* **Selected text**:
[Start of Attachment]
Rochester, New York-based department store

McCurdy's (formally McCurdy and Company) was a Rochester, New York–based department store. Founded in 1901, the company was acquired by May Department Stores in 1994, but as a result of an antitrust settlement due to both McCurdy's and May's Kaufmann's stores being the predominant anchors in the area shopping malls, its stores were divested to The Bon-Ton Department store chain.

==History==
McCurdy's was started as McCurdy and Norwell Co. in 1901 by John Cooke McCurdy, who came to Rochester by way of Philadelphia and Ireland. The store was located at the corner of Main and Elm streets. This location would later form the basis of a mall at the location when Gilbert McCurdy, along with fellow department store owner Maurice Forman of B. Forman Co., helped found Rochester's Midtown Plaza, where its flagship store would be incorporated in and become the main anchor of the mall.

Other locations would later be in Pittsford, New York, Greece, New York in Long Ridge Mall and Northgate Plaza, Irondequoit, New York in Irondequoit Mall, Henrietta, New York in The Marketplace Mall, Geneva, New York in Town and Country Plaza, and Victor, New York in Eastview Mall. The Northgate store made McCurdy's the first Rochester department store to open in the suburbs when it opened in 1953.

McCurdy's was a medium to high priced establishment, in direct competition with Sibley, Lindsay and Curr (later just Sibley's). To make themselves accessible to all, the Midtown, Long Ridge (now Greece Ridge), and Eastview Malls had "budget stores" which ran seconds, closeouts, and special merchandise at prices just above the discount houses, but with McCurdy's service and cachet. The midtown location also contained a bakery and restaurant.
[End of Attachment]
* **Data extract**:
[Start of Attachment]
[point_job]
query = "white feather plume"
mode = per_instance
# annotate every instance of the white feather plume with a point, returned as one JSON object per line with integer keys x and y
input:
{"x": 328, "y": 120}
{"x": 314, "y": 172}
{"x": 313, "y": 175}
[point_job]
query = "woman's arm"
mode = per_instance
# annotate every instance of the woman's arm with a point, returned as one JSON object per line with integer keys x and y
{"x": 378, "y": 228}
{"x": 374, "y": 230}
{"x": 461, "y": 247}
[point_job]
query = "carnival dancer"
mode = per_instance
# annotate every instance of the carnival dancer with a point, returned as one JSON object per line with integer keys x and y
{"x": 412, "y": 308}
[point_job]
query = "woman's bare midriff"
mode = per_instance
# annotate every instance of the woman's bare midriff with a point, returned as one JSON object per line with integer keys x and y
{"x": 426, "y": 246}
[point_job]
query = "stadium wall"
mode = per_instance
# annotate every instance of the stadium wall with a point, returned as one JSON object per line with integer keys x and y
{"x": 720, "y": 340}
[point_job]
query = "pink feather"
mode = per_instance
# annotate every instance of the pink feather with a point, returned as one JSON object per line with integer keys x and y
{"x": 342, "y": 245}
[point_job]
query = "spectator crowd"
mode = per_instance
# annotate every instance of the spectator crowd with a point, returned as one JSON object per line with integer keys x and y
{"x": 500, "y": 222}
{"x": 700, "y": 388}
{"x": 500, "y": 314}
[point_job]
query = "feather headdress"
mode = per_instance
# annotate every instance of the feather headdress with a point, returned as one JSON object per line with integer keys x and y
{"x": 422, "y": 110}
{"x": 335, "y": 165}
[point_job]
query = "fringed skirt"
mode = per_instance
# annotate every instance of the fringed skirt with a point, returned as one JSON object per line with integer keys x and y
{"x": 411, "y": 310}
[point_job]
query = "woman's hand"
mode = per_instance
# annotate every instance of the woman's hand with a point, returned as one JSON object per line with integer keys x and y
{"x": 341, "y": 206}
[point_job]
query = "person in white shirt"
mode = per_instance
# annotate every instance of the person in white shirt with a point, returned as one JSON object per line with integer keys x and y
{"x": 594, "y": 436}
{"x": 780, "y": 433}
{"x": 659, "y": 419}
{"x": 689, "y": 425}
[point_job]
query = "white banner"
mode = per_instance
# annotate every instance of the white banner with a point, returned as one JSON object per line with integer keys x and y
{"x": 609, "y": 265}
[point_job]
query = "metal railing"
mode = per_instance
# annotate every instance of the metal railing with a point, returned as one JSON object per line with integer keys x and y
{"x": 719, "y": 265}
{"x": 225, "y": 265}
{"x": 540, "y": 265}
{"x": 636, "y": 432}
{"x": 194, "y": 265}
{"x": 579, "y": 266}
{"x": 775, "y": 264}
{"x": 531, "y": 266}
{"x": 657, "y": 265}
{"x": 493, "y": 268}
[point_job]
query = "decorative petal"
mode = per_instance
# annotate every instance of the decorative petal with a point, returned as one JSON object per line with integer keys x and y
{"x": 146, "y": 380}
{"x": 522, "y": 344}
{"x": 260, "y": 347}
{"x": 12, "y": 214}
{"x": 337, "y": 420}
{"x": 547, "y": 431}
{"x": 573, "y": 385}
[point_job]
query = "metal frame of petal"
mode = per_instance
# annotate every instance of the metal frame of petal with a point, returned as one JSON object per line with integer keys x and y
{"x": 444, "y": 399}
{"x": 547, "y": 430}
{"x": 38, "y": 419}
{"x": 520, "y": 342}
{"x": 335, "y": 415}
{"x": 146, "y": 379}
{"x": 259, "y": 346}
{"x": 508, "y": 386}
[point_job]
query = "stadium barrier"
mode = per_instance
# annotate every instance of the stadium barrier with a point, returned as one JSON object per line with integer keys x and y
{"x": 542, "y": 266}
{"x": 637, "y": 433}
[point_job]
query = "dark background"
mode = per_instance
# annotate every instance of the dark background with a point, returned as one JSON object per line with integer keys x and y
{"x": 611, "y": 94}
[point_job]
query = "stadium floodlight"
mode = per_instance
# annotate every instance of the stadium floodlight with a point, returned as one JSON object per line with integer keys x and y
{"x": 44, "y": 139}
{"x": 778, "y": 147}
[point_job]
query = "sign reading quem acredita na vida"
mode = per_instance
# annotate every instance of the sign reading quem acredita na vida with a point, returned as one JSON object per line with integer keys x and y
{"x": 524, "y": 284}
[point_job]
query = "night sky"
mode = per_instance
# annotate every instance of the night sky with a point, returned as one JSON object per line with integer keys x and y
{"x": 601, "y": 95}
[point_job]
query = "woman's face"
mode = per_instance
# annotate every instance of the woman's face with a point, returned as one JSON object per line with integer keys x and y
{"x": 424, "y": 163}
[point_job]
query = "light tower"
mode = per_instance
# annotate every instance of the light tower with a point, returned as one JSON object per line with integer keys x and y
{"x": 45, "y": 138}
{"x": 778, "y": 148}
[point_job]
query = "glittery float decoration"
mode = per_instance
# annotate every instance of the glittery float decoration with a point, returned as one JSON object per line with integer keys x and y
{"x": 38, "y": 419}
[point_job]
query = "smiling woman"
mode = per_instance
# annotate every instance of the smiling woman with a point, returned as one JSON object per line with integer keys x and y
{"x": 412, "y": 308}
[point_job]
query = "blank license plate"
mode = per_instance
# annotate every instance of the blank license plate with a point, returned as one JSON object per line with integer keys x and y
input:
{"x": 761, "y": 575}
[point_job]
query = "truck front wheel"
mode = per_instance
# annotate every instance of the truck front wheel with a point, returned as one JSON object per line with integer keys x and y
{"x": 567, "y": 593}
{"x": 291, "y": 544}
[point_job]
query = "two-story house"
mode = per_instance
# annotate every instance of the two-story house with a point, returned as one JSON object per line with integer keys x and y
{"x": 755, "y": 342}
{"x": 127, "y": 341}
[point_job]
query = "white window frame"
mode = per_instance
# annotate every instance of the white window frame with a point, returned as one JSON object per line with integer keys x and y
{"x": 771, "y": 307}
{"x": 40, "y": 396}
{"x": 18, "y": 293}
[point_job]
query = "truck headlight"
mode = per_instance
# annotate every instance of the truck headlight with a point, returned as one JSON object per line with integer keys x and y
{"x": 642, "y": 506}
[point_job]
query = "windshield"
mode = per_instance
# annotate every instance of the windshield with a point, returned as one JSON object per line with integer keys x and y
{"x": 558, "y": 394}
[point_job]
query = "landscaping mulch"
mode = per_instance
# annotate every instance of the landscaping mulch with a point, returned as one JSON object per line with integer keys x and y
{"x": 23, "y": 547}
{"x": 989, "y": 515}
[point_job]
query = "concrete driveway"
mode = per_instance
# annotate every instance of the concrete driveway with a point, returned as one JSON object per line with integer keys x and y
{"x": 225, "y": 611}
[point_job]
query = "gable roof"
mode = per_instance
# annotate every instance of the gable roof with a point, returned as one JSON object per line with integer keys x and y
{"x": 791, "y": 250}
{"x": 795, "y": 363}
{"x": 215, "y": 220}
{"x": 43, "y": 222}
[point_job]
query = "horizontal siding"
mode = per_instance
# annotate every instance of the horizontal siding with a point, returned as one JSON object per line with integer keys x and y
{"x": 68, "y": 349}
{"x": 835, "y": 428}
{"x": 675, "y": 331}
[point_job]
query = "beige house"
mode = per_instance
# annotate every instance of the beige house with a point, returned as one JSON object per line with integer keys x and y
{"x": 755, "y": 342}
[End of Attachment]
* **What is required**: Copy the McCurdy's text between "McCurdy's (formally McCurdy" and "of the mall.", inclusive, substituting "State" for "Elm".

* **Answer for this exercise**:
McCurdy's (formally McCurdy and Company) was a Rochester, New York–based department store. Founded in 1901, the company was acquired by May Department Stores in 1994, but as a result of an antitrust settlement due to both McCurdy's and May's Kaufmann's stores being the predominant anchors in the area shopping malls, its stores were divested to The Bon-Ton Department store chain.

==History==
McCurdy's was started as McCurdy and Norwell Co. in 1901 by John Cooke McCurdy, who came to Rochester by way of Philadelphia and Ireland. The store was located at the corner of Main and State streets. This location would later form the basis of a mall at the location when Gilbert McCurdy, along with fellow department store owner Maurice Forman of B. Forman Co., helped found Rochester's Midtown Plaza, where its flagship store would be incorporated in and become the main anchor of the mall.